* **TO DO**:
**A)** List every sport or kind of exercise the writer says they were doing in the essay about food and eating below.
**B)** Continue the essay about food and eating below, picking up after its final sentence.

** PASSAGE follows **

I always made sure I had my period, since it’s one of the first signs your body can give you when it’s out of balance or lacking nutrients.

I was running five times a week. Doing HIIT. Yoga. Swimming.
So much time went into sports.
Next to my studies, I had five different jobs, a very active social life, and travelled on every occasion.
Rest felt like a guilty pleasure I had to earn.

My emotional eating got worse. I turned to chocolate when I felt sad or overwhelmed.
And a few times, I made myself throw up because I was so nauseous.
I remember thinking: If I continue this way, I will have a binge eating disorder and it would destroy my teeth.
Plus, I would no longer be the perfect daughter. The one who excelled at school, behaved, and made no trouble.
So, after an emotional eating attack, I just waited until the nausea went away.
But I felt bad. And guilty.

When “Healthy” Becomes Harmful

At some point, I started eating vegan. And for the first time, I researched nutrition.
A newfound passion of mine.
I wanted to stay “healthy” and feared not getting all the nutrients I needed.

To my surprise, I realised how poorly I had been eating before, how little I knew about protein, healthy fats, and gut health. I was shocked.

At the same time, my emotional eating didn’t magically disappear.
But dealing with the root cause of it and learning that sugar stimulates the same receptors in the brain as cocaine, helped a lot.

From One Extreme to the Opposite

Later, I entered a relationship with someone who was excessively preoccupied with eating “healthy.”
He would tense up when food wasn’t healthy enough and point out what was unhealthy about a certain meal.
He didn’t share my enthusiasm for exploring new foods. He would have been perfectly content with a tube containing all essential nutrients.

I see now that I internalised some of his beliefs about food and health, letting them shape my own relationship with eating for a while.
Food became stressful. It became something to manage, control, and nourish the body, but not the soul.
This is called Orthorexia: Obsessively avoiding “unhealthy” foods.

After our breakup, I re-learned how to eat without stress.

My next partner helped me soften again. He loved eating.
When he ate something super delicious, he always wanted to share it with me.
We had a couple of fights about this. Because what he wanted to share was not vegan.
In the beginning of our relationship, I made a few exceptions and would take a bite, just to make him happy.
But even that small bite would leave me feeling bad. On the days I refused, he would get upset.

One day, he said: “You can’t say you eat vegan if you sometimes eat cheese or eggs.”

** End of PASSAGE **
** EXERCISE DATA follows **

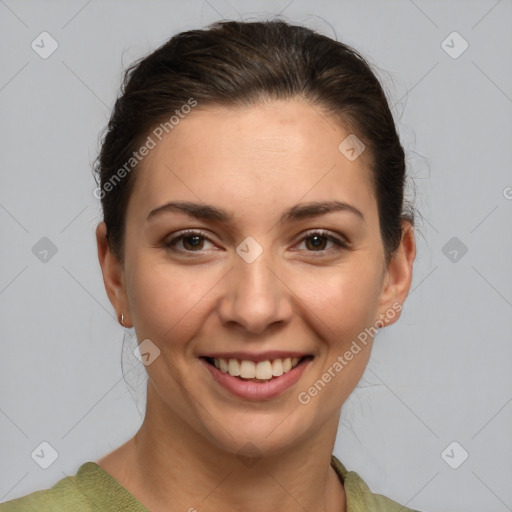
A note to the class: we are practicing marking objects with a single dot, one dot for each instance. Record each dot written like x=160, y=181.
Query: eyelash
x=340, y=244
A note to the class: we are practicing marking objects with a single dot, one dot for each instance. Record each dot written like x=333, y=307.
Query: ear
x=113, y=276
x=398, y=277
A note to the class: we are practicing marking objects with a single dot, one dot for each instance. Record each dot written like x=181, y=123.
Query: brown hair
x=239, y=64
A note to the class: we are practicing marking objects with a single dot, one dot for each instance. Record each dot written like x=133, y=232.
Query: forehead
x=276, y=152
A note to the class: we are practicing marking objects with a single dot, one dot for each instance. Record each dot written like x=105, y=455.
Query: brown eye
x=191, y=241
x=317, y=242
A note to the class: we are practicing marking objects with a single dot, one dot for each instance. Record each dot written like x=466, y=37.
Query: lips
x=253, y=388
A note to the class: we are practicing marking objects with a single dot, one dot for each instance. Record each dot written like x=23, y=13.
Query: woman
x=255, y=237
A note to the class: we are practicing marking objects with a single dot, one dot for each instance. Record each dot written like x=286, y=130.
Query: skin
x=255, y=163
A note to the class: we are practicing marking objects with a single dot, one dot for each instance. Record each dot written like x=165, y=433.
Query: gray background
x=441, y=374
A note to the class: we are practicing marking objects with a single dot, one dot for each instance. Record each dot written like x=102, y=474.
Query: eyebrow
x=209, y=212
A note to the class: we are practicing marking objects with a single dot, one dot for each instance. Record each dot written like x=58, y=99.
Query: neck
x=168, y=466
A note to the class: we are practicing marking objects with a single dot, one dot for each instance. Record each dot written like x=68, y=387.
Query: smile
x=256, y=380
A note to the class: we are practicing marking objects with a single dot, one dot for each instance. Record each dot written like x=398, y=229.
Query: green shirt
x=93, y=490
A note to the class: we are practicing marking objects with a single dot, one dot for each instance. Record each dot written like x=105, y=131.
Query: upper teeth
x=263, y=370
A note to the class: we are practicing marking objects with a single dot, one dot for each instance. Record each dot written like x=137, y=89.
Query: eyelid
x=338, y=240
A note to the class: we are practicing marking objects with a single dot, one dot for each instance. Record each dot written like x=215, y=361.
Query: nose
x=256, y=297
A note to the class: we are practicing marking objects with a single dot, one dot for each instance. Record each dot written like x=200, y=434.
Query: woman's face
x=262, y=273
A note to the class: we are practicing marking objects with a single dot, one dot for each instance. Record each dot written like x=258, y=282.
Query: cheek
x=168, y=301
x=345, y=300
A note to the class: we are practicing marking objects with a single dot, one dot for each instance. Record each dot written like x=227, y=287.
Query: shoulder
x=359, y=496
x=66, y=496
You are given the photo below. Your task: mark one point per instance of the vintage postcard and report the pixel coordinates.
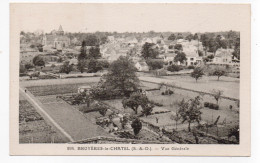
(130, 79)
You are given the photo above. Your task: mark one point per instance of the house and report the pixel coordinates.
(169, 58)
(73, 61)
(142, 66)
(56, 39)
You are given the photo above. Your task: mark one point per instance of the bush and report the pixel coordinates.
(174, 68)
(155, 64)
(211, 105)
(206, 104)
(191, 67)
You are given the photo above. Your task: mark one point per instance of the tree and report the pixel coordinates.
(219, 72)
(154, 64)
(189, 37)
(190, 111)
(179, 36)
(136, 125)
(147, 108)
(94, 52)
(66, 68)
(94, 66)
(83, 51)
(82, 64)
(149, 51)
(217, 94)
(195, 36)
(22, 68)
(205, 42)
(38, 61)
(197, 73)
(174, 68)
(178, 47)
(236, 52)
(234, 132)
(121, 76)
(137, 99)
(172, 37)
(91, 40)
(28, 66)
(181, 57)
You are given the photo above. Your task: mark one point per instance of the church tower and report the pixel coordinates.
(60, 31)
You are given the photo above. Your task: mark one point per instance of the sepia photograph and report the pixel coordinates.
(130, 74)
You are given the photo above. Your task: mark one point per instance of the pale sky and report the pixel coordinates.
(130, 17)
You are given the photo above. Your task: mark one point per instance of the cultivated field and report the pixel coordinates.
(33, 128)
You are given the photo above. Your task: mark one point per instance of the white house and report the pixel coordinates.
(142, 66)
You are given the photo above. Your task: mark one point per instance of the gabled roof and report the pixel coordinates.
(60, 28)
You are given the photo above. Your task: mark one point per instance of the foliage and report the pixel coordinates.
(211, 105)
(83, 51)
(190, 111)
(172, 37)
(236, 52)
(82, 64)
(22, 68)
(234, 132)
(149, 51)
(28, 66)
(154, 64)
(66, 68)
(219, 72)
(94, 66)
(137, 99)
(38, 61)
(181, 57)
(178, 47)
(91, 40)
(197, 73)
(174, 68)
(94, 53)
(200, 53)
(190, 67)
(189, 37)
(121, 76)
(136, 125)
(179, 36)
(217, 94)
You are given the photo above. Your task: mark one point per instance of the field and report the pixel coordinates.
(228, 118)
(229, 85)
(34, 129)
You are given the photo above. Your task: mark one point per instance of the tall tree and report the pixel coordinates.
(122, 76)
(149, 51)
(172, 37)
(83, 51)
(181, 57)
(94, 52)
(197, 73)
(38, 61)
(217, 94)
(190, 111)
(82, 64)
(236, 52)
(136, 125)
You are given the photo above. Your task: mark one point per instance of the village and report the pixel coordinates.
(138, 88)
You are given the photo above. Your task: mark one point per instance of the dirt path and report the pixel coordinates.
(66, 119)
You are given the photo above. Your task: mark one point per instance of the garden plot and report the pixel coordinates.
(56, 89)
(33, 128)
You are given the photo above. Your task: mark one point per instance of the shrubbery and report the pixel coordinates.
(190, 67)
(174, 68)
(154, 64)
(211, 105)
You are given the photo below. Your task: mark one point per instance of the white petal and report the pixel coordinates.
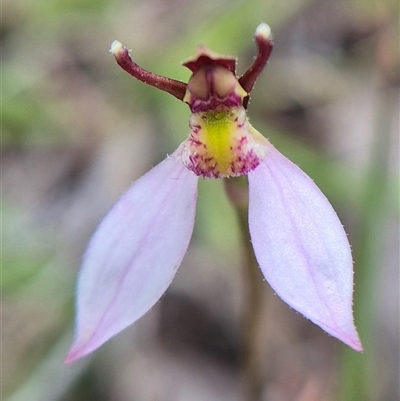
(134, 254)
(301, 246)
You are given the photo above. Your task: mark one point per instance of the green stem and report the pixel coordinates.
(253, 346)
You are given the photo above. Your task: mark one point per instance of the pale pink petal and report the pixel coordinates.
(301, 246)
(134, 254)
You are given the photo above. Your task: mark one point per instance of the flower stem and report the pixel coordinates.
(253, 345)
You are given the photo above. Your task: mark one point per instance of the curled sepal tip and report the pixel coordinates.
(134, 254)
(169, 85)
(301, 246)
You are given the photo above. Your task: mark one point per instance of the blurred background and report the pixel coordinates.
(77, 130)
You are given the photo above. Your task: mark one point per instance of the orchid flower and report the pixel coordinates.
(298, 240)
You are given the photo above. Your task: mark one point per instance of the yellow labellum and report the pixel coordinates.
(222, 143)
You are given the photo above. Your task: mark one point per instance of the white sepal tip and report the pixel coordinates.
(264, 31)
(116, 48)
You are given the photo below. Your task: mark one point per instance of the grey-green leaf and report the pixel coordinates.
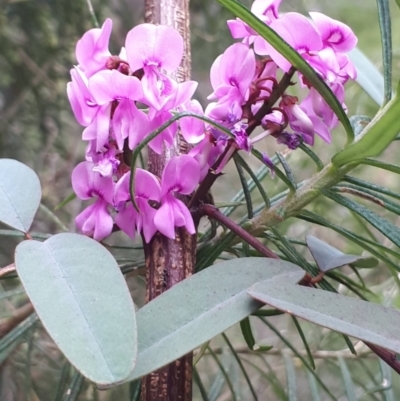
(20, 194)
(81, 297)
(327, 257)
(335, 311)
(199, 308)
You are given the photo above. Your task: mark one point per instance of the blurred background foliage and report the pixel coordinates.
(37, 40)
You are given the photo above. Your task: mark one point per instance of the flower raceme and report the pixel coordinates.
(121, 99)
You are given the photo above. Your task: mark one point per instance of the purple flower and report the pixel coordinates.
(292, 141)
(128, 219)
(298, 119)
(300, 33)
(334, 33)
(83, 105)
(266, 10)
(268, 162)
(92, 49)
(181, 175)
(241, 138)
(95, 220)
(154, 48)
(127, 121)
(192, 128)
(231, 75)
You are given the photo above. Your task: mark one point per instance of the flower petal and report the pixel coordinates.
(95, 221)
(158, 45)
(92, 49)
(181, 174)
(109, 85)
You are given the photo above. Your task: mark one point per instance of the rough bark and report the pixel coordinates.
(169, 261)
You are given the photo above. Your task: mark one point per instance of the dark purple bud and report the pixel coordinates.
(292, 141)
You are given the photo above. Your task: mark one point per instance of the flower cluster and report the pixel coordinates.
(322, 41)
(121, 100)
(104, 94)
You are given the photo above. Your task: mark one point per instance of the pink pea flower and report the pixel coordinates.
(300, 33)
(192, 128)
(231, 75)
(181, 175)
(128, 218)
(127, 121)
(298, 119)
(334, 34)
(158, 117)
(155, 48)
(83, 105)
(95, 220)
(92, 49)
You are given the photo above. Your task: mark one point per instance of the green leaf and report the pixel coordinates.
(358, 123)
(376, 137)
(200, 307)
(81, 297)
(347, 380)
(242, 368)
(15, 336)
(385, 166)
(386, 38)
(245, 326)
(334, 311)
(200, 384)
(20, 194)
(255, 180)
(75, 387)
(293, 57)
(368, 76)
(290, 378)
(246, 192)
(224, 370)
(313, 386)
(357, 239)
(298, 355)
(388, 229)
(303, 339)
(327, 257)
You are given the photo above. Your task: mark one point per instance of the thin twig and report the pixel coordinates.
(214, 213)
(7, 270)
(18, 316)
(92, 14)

** End of EXERCISE DATA **

* **ANSWERS TO THE PROBLEMS**:
**A)** Running, HIIT, yoga, swimming

**B)**
That stung.

It was only after I broke up with him and began to unpack our relationship piece by piece that I understood what had happened there.

  • He insisted on sharing food as a form of connection, even when I clearly communicated that eating animal products didn’t feel good for me. → boundary-pushing, lack of respect
  • He got upset when I prioritised my values, making me feel like I had to choose between his happiness and my own. → controlling
  • He used my moments of flexibility against me. → manipulative

But I am grateful to him for helping me find my joy for food again.

Letting Go and Finding Balance Through Knowledge and Self-Compassion

Over the years, I learned to release any worries concerning food.
I now understand that stress about food is more harmful for my health than the food itself.
That the body has incredible self-healing power if we nourish it, listen to it, and allow it to rest.

As I learned more about nutrition, food combining, gut health, and Ayurveda, I reached a point where I could simply eat as much as I felt like without overeating or undereating.
I trust my body and choose foods that make me feel nourished and energised. And I enjoy everything I eat without guilt.

And to me, that feels like true freedom.

Today, I love not just who I am, but my body too.
And I know I am enough.

What I Wish I Had Known Sooner

  • Labels can help communicate, but they shouldn’t define you.
  • Learn about food. Not to eat less, but to eat smarter.
  • It’s okay to ask for support.
  • Elevated cortisol levels prevent weight loss. Especially around the belly.
  • It’s not just what you eat. It’s when, how, and how you feel about it.
  • You are not what you eat. You are how you treat yourself.
  • There is no nutrition that works for everyone.